BEGIN DATA UNDER STUDY

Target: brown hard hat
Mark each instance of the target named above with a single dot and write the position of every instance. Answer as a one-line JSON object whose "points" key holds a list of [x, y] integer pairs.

END DATA UNDER STUDY
BEGIN DATA UNDER STUDY

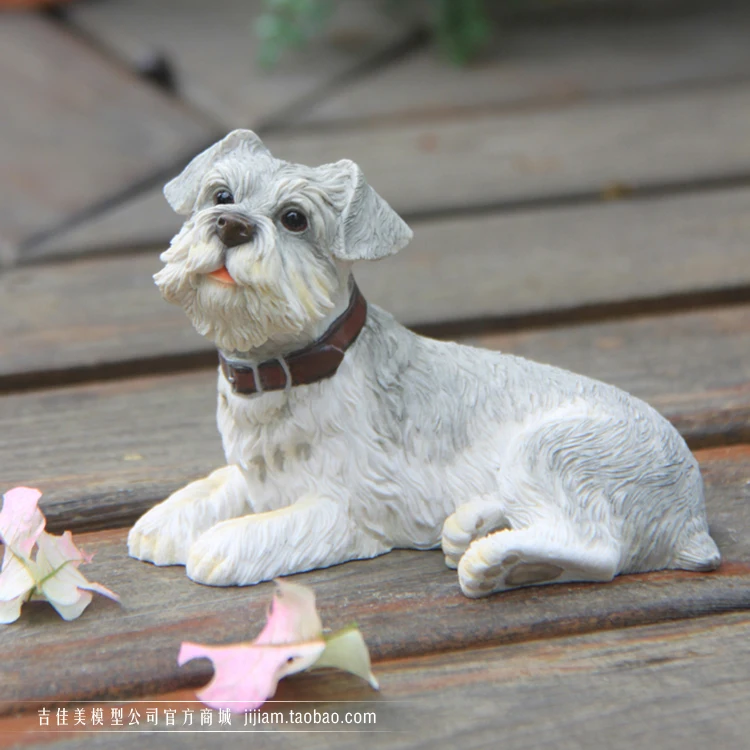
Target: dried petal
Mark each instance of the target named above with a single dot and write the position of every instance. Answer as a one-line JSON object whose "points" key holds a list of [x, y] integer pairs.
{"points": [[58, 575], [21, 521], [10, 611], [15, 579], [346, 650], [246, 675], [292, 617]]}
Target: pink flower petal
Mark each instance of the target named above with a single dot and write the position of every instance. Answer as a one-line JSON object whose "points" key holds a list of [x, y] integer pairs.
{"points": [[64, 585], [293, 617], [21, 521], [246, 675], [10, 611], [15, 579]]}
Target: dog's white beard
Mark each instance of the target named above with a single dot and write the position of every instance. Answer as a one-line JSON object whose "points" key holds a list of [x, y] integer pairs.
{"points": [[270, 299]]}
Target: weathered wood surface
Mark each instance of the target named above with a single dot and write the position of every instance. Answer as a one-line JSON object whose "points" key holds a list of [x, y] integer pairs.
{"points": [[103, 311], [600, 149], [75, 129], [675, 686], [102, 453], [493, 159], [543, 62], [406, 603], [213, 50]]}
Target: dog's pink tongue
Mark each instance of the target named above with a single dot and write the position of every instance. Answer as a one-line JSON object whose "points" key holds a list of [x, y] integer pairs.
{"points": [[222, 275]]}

END DATA UNDER STUDY

• [WHAT YOU HAVE TO DO] Go through the records and count every line with the word "petal"; the answer is the number alone.

• [WRITTEN SOLUTION] 2